### Stored items
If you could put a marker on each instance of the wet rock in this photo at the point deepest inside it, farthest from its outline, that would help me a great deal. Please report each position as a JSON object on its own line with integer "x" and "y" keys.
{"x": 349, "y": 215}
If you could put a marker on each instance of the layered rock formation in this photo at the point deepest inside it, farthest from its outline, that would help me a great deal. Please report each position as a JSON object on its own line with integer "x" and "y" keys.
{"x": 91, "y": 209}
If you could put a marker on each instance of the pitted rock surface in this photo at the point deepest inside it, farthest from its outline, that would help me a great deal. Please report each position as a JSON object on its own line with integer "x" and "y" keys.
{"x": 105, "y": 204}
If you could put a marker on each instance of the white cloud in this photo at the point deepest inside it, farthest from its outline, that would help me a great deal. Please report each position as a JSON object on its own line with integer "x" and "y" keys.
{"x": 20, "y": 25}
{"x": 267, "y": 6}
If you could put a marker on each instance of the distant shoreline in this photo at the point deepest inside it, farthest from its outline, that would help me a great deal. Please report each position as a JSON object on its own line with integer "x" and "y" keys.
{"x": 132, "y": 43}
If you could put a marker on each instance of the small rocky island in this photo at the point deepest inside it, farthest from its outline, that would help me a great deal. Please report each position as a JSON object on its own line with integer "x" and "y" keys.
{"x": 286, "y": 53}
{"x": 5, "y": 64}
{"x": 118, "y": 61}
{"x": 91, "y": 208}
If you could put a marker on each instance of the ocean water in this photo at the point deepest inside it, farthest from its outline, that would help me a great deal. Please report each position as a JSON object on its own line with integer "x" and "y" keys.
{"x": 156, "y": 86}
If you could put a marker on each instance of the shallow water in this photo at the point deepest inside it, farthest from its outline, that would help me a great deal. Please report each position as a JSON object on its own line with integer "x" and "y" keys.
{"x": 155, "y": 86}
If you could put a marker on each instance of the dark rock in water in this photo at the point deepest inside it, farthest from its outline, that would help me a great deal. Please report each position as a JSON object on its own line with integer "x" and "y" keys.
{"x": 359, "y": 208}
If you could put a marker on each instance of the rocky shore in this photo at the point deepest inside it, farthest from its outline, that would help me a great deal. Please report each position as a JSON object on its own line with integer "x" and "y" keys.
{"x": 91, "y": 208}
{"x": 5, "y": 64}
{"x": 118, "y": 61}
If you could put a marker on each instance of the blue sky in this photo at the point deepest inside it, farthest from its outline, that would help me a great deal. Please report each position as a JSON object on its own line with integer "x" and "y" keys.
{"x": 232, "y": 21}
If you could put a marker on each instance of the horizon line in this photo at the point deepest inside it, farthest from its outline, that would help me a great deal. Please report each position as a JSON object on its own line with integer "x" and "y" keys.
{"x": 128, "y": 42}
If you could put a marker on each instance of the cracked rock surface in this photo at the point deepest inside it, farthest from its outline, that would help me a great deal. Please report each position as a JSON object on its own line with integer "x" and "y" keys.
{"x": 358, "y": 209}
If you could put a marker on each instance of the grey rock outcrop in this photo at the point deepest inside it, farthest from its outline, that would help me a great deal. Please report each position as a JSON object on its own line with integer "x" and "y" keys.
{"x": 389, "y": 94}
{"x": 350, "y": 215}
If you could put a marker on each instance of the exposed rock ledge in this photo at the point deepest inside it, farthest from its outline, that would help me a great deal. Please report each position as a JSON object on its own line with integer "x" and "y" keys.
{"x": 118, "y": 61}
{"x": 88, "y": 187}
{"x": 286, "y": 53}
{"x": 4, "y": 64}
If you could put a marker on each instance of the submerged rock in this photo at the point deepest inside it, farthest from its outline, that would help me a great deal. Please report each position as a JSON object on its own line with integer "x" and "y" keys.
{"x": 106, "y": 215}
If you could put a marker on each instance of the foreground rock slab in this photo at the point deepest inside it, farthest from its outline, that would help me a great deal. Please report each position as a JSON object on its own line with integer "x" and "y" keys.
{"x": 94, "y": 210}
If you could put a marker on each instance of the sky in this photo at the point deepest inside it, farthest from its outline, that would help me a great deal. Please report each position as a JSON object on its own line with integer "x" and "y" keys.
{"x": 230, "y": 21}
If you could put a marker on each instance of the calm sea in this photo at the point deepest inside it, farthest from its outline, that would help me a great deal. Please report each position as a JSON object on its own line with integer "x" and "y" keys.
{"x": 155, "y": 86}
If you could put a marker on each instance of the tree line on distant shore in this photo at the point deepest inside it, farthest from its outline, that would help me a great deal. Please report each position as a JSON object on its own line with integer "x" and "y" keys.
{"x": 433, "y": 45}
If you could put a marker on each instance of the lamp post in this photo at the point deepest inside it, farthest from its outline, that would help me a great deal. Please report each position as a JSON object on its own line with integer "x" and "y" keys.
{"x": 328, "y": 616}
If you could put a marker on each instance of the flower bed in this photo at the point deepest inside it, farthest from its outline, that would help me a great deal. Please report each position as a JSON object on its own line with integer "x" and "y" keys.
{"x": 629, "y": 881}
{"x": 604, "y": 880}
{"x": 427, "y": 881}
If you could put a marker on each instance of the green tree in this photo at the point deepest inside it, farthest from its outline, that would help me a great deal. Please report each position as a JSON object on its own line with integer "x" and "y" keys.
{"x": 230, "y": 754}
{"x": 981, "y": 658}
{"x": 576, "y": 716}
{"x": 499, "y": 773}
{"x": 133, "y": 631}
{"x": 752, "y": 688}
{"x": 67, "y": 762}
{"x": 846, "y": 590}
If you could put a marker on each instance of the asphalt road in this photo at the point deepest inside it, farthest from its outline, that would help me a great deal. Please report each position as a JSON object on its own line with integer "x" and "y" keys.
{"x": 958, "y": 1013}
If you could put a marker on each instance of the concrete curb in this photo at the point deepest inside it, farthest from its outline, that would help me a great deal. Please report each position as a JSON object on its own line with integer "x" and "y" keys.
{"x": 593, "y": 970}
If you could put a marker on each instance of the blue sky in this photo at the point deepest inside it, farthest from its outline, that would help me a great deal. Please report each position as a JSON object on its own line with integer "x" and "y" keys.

### What the task asks
Write each entry out again, exactly as it reads above.

### Response below
If you could put a marker on each instance of the wet rock in this photo at the point deepest inside it, farthest from its outline, that would help me a great deal. Please report each position as a JSON object on its own line with integer "x" and "y" keys.
{"x": 349, "y": 215}
If you could put a marker on each instance of the layered rock formation in this photo at the point deepest inside it, farthest from its outline, that would help me a great deal. Please report each position as a JSON object on its own line with integer "x" and "y" keys.
{"x": 91, "y": 209}
If you could put a marker on each instance of the pitted rock surface in this photo at the point deepest inside it, farthest from its outline, that would help me a great deal. Please report each position as a JSON object on its own line with integer "x" and "y" keys.
{"x": 105, "y": 204}
If you could put a marker on each instance of the white cloud in this photo at the point deepest inside it, farthest from its outline, that would help me a great deal. Please report each position as a JSON object on its own line with integer "x" and "y" keys.
{"x": 20, "y": 25}
{"x": 267, "y": 6}
If you could put a marker on each instance of the distant shoreline in this photo at the point deepest inside it, farthest from its outline, that would help me a great deal. Please report each position as a JSON object on its own line with integer "x" and "y" keys.
{"x": 132, "y": 43}
If you could put a marker on each instance of the small rocky island in this photo at the point deepest inside it, farthest from its outline, that would help me a great deal. Please report each position as a JSON object on its own line with integer "x" and "y" keys.
{"x": 286, "y": 53}
{"x": 5, "y": 64}
{"x": 118, "y": 61}
{"x": 91, "y": 208}
If you could put a marker on each instance of the ocean water in this photo at the point deepest inside it, farthest from its outline, that would help me a great deal. Please report each position as a JSON object on its own line with integer "x" and "y" keys.
{"x": 156, "y": 86}
If you could put a marker on each instance of the shallow water in this photo at the point deepest inside it, farthest from its outline, that would help me a great deal. Please report each position as a JSON object on its own line with integer "x" and "y" keys.
{"x": 155, "y": 86}
If you could put a marker on each instance of the dark rock in water in this photo at the point deepest inside it, farthest from its outline, that would help me a great deal. Please report each position as a JSON object on its own line with integer "x" and "y" keys.
{"x": 359, "y": 208}
If you could put a marker on each instance of the rocky shore in this photo at the point deepest inside it, farthest from its outline, that would help me a great deal. Please report each position as a JSON object on its own line with integer "x" and "y" keys.
{"x": 91, "y": 208}
{"x": 5, "y": 64}
{"x": 118, "y": 61}
If you could put a marker on each instance of the blue sky in this photo at the point deepest inside it, farthest from its outline, that would help me a great deal. Please report each position as a JSON object on its own line with integer "x" and "y" keys.
{"x": 232, "y": 21}
If you could put a marker on each instance of the horizon line in this photo at the point deepest inside it, farthest from its outline, that would help me a great deal. Please report each position as a JSON object on its own line with integer "x" and "y" keys.
{"x": 128, "y": 42}
If you could put a marker on each instance of the cracked rock surface in this photo at the point deepest inside it, farthest from its outline, that would help me a great deal. Please report each position as a JSON object on its own line with integer "x" and "y" keys.
{"x": 358, "y": 209}
If you could put a marker on each instance of the grey rock outcrop in this photo at the point deepest inside it, farthest from its outline, that would help me a great deal. Please report each position as a JSON object on its own line with integer "x" and "y" keys.
{"x": 389, "y": 94}
{"x": 350, "y": 215}
If you could put a marker on each instance of the exposed rock ledge in this photo at the point deepest inside it, farthest from its outline, that would help me a great deal. Please report each position as a JSON object on its own line with integer "x" and "y" keys.
{"x": 118, "y": 61}
{"x": 88, "y": 187}
{"x": 286, "y": 53}
{"x": 4, "y": 64}
If you could put a marker on each instance of the submerged rock in this photo at the point deepest inside it, farthest from its outline, that would help me a great deal. Please report each position as a JSON object on its own line with integer "x" and "y" keys.
{"x": 106, "y": 215}
If you could put a marker on each instance of the foreground rock slab in this photo at the point deepest inside it, farthest from its outline, that would help me a great deal. Please report each position as a JSON object on its own line with integer "x" and "y" keys.
{"x": 94, "y": 210}
If you could put a marker on each instance of the sky in this photo at the point deepest inside it, farthest from its outline, that would help me a great deal. Please report each position as a JSON object on its own line with integer "x" and "y" keys.
{"x": 230, "y": 21}
If you could put a marker on each instance of the calm sea in this photo at the point deepest inside it, farthest from its outline, that would help me a great deal. Please report each position as a JSON object on its own line with integer "x" and "y" keys.
{"x": 155, "y": 86}
If you could put a marker on each instance of the tree line on distant shore in this photo at the point deepest inside it, farthest from its outline, that would help me a great deal. Please report each position as a JSON object on its own line with integer "x" and "y" keys.
{"x": 433, "y": 45}
If you could put a marker on each instance of the lamp post in this photo at the point deepest inside it, farthest from its outline, that would help me a great deal. Please report each position as a JSON object on its own line with integer "x" and "y" keys.
{"x": 328, "y": 616}
If you could put a marker on each instance of the flower bed in this photo at the point deepest inside it, farthest from its outline, that would help me a great deal. Please report each position as a JSON object on its own line with integer "x" and "y" keys.
{"x": 629, "y": 881}
{"x": 604, "y": 880}
{"x": 427, "y": 881}
If you could put a marker on each instance of the green tree in this photo at the point deepest inside it, farthest from its outline, that would help me a great deal. Please report each position as a JSON object on its own line with integer "x" and "y" keys.
{"x": 230, "y": 754}
{"x": 981, "y": 658}
{"x": 576, "y": 716}
{"x": 499, "y": 773}
{"x": 133, "y": 631}
{"x": 752, "y": 688}
{"x": 67, "y": 762}
{"x": 846, "y": 590}
If you could put a marker on each instance of the asphalt road in this photo at the point deepest inside it, farthest from its outline, that would help me a great deal. Please report each position as a JSON object on its own line with integer "x" and "y" keys.
{"x": 958, "y": 1013}
If you could put a marker on each instance of the concrete curb in this photo at the point deepest inside it, farthest from its outline, that would help me a great deal. Please report each position as a JSON object on its own line with integer "x" and "y" keys.
{"x": 593, "y": 970}
If you could put a marker on each instance of the blue sky in this photo at the point deepest inside it, farthest from its outline, that would help me a great deal. Please report each position as a JSON object on its own line with integer "x" and "y" keys.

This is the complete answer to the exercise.